**OBJECTIVE**
Please rewrite all of the material below as a JSON list of strings, with one string for each line and the blank lines left out.

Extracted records

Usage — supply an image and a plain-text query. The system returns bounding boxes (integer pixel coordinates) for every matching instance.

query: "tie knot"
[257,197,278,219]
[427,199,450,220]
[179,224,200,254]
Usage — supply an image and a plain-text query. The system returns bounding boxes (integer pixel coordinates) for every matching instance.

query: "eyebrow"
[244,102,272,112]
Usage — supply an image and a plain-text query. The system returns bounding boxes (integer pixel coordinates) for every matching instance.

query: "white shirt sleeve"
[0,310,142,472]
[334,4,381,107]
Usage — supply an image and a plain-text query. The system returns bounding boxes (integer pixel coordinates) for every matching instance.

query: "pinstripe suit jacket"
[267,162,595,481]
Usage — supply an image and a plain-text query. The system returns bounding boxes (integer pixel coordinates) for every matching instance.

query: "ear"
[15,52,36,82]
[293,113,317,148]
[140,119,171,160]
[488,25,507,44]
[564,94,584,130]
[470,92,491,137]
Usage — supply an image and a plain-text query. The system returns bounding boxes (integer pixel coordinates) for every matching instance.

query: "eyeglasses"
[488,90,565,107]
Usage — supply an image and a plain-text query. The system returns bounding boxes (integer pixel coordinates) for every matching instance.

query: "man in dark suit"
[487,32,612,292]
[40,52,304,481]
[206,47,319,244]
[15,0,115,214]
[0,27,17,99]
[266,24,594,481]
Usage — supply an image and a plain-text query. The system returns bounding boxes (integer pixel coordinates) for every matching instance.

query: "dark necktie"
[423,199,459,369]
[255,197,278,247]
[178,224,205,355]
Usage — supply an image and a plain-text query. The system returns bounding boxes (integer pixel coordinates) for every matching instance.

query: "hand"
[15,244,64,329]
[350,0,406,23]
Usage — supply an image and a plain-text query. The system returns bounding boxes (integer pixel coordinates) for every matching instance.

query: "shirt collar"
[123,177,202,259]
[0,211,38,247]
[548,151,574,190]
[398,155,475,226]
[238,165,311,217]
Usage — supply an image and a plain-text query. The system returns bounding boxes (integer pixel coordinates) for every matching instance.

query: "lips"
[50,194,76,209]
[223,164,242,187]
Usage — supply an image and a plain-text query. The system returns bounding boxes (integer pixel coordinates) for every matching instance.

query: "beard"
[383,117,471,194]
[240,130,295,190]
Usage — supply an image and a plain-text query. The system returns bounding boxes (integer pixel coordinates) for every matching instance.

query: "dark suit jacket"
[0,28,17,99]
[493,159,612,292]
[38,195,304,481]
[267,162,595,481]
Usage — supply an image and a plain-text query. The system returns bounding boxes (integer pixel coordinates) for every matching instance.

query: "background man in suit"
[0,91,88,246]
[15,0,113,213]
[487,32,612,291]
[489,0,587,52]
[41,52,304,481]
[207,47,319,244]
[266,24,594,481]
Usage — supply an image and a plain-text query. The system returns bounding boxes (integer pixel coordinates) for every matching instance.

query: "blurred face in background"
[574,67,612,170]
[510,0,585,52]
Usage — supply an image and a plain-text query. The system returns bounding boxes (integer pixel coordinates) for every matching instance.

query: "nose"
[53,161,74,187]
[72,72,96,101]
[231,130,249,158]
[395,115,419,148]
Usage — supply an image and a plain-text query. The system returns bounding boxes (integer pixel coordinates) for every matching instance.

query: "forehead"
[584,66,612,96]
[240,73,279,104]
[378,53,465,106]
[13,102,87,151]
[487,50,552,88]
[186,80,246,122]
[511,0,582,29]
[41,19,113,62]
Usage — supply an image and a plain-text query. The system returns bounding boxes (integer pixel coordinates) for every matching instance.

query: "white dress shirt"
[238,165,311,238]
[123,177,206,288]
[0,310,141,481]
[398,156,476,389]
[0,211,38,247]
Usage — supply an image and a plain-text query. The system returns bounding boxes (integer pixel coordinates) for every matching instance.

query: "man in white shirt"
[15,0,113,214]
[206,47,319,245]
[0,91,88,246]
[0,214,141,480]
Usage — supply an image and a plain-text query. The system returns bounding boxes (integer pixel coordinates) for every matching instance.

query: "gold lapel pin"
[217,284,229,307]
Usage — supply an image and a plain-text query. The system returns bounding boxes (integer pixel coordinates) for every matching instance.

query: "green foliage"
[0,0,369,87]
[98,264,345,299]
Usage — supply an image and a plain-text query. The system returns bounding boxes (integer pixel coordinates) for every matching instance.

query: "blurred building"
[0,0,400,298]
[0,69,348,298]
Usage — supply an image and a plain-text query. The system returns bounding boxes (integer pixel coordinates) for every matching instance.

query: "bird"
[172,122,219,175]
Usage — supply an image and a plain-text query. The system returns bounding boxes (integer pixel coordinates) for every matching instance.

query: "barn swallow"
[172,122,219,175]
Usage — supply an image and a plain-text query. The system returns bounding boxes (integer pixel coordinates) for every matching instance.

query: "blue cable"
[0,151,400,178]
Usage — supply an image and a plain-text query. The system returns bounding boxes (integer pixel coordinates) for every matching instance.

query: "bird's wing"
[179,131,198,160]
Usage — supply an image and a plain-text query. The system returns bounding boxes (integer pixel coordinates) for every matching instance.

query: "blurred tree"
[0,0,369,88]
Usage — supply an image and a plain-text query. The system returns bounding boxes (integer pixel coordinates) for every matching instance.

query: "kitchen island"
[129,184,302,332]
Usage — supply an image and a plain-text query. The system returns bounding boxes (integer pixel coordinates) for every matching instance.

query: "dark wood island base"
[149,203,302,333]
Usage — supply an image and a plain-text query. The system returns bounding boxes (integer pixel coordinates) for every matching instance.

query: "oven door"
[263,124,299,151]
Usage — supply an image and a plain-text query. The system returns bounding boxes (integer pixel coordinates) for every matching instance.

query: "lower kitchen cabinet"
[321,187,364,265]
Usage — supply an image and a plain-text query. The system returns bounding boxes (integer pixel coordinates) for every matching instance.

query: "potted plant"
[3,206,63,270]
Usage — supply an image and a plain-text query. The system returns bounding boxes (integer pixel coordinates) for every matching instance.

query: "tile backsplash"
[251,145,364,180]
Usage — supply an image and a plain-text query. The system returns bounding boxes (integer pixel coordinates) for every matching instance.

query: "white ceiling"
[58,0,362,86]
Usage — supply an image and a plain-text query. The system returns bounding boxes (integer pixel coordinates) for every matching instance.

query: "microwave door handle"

**EXERCISE RESULT**
[
  "Usage — supply an image and a plain-text query. The system returns bounding boxes (integer pixel coordinates) for every matching instance.",
  "query: \"tie knot\"",
  "[257,197,278,219]",
  "[427,199,450,220]",
  "[179,224,200,254]",
  "Usage — supply an image and a plain-text query. The system returns bounding boxes (integer pixel coordinates) for every matching instance.",
  "query: \"eyebrow\"",
  "[244,102,272,112]",
  "Usage — supply an image and a plain-text query. The system returns bounding boxes (integer pixel coordinates) for every matching instance.",
  "query: \"white shirt sleeve\"",
  "[0,310,142,472]",
  "[334,4,381,107]",
  "Usage — supply an image and a plain-text query. The system returns bounding boxes (integer pixel coordinates) for every matching instance.",
  "query: \"pinstripe suit jacket\"",
  "[267,162,595,481]",
  "Usage — supply an image and a plain-text query. The system returns bounding boxes (integer pixel coordinates) for every matching instance.",
  "query: \"ear\"",
  "[15,52,36,82]",
  "[293,113,317,148]",
  "[140,119,171,160]",
  "[488,25,507,44]",
  "[564,94,584,130]",
  "[470,92,491,137]",
  "Usage — supply an image and a plain-text query. The system returns bounding boxes (integer pixel coordinates) for every matching instance.",
  "query: \"eyeglasses\"",
  "[488,90,565,107]",
  "Usage — supply an image and a plain-text query. The system returns bounding boxes (integer pixel coordinates) for every matching instance.",
  "query: \"man in dark suit\"",
  "[487,32,612,292]",
  "[40,52,304,481]",
  "[206,47,319,244]",
  "[15,0,115,214]",
  "[0,27,17,99]",
  "[266,24,594,481]",
  "Usage — supply an image and a plain-text query. The system returns bounding boxes (integer pixel coordinates) for every matching instance.",
  "query: \"dark necktie\"",
  "[423,199,459,369]",
  "[255,197,278,247]",
  "[178,224,205,355]",
  "Usage — supply an image and a plain-text query. The system returns bounding boxes (integer pixel coordinates) for every matching instance.",
  "query: \"hand\"",
  "[15,244,64,329]",
  "[350,0,406,23]",
  "Usage — supply an image and a plain-text query. The system returns bounding boxes (integer pixel coordinates) for every matching instance.",
  "query: \"shirt collar\"",
  "[123,177,202,259]",
  "[0,211,38,247]",
  "[548,151,574,190]",
  "[398,155,475,226]",
  "[238,165,311,217]",
  "Usage — supply an image and a plain-text query. The system returns bounding boxes (integer pixel coordinates) for every matching instance.",
  "query: \"lips\"",
  "[50,194,76,209]",
  "[223,164,242,187]",
  "Usage — supply an image and a plain-text query. The system returns bounding boxes (integer pixel coordinates) for every matching instance.",
  "query: \"beard\"",
  "[383,117,471,194]",
  "[240,130,295,190]",
  "Usage — supply an image and a plain-text query. The system returns bounding boxes (integer pixel coordinates) for every matching instance.",
  "query: \"dark suit jacket\"",
  "[0,28,17,99]",
  "[493,159,612,292]",
  "[38,195,304,481]",
  "[267,162,595,481]",
  "Usage — supply an image and a plain-text query. The system returns bounding boxes (integer pixel coordinates) for every matching instance.",
  "query: \"background man in suit\"",
  "[0,91,88,246]",
  "[15,0,113,213]",
  "[487,32,612,291]",
  "[489,0,587,52]",
  "[41,52,304,481]",
  "[207,47,319,244]",
  "[266,24,594,481]",
  "Usage — supply an image and a plain-text query. The system returns bounding boxes (integer pixel coordinates) for every matching instance.",
  "query: \"blurred face in background\"",
  "[574,67,612,170]",
  "[510,0,585,52]",
  "Usage — supply an image and a plain-text query. The system returns bounding boxes (integer pixel coordinates) for every matching instance.",
  "query: \"nose\"",
  "[53,161,74,187]",
  "[72,72,96,101]",
  "[231,130,249,158]",
  "[395,115,419,148]",
  "Usage — supply an image and a plain-text query. The system returns bounding boxes (integer pixel coordinates) for every matching instance.",
  "query: \"forehead\"",
  "[584,66,612,96]",
  "[240,73,279,104]",
  "[378,53,465,106]",
  "[13,102,87,151]",
  "[487,50,552,88]",
  "[186,80,246,122]",
  "[511,0,582,29]",
  "[41,19,113,62]",
  "Usage — supply an image and a plain-text query. The system returns bounding boxes (integer pixel coordinates) for every matching instance.",
  "query: \"white dress shirt\"",
  "[238,165,311,238]",
  "[123,177,206,288]",
  "[0,310,141,481]",
  "[398,156,476,389]",
  "[0,211,38,247]",
  "Usage — supply an image and a plain-text query. The system returns bounding boxes (integer pixel coordinates) for every matching instance.",
  "query: \"man in white shirt\"",
  "[15,0,113,214]",
  "[206,47,319,245]",
  "[0,91,88,246]",
  "[0,214,141,480]",
  "Usage — supply an image and a plain-text query. The system returns bounding boxes (integer pixel coordinates) for every matching instance.",
  "query: \"gold lapel pin\"",
  "[217,284,229,307]",
  "Usage — supply an image and a plain-text query. The system returns bounding boxes (integer pixel coordinates) for every matching instance.",
  "query: \"green foliage\"",
  "[0,0,369,87]",
  "[98,264,345,299]",
  "Usage — supply an image and a plain-text query. The system returns bounding boxes (integer pixel coordinates) for every matching instance.",
  "query: \"blurred building\"",
  "[0,0,400,298]",
  "[0,69,348,298]",
  "Usage — supply an image and a plain-text query. The system returns bounding boxes (integer pixel coordinates) for every matching instance.",
  "query: \"bird\"",
  "[172,122,219,175]",
  "Usage — supply an image and a plain-text query. The system returns bounding boxes (integer pixel coordinates) for every matching instance.",
  "query: \"barn swallow\"",
  "[172,122,219,175]",
  "Usage — supply an image and a plain-text query. The system returns bounding boxes (integer pixel coordinates) for every matching instance.",
  "query: \"blue cable\"",
  "[0,151,400,178]",
  "Usage — supply an image and a plain-text query. The system returns bounding boxes (integer pixel coordinates) for every matching instance.",
  "query: \"bird's wing\"",
  "[179,131,198,160]",
  "Usage — supply an image and a plain-text query. The system returns bounding boxes (integer pixel coordinates) for every matching instance.",
  "query: \"blurred tree\"",
  "[0,0,369,88]",
  "Usage — supply an image and a plain-text query. The system returns bounding boxes (integer pixel coordinates) for every matching instance.",
  "query: \"kitchen island\"",
  "[129,184,302,332]",
  "Usage — supply an image and a plain-text query. The system returns bounding boxes (integer pixel coordinates) for every matching instance.",
  "query: \"dark wood island base\"",
  "[149,203,302,333]",
  "Usage — supply an image and a plain-text query. The system returns bounding boxes (integer pixel coordinates) for every matching instance.",
  "query: \"oven door\"",
  "[263,124,299,151]",
  "Usage — supply an image and a plain-text query. The system returns bounding boxes (integer pixel coordinates) for every matching instance.",
  "query: \"lower kitchen cabinet\"",
  "[321,187,364,265]",
  "Usage — supply an image and a plain-text query. The system returns bounding boxes (integer pixel coordinates) for every matching instance.",
  "query: \"potted plant\"",
  "[3,206,63,270]",
  "Usage — supply an image and a plain-text query. The system returns bounding boxes (integer pixel coordinates) for every matching instance.",
  "query: \"tile backsplash\"",
  "[251,145,364,180]",
  "Usage — supply an image and a plain-text query. The system returns bounding boxes (integer pixel coordinates) for every matching instance.",
  "query: \"white ceiling\"",
  "[58,0,362,86]",
  "Usage — supply an image and a plain-text query. The system returns bounding boxes (integer pixel coordinates) for every matching instance.",
  "query: \"microwave door handle\""
]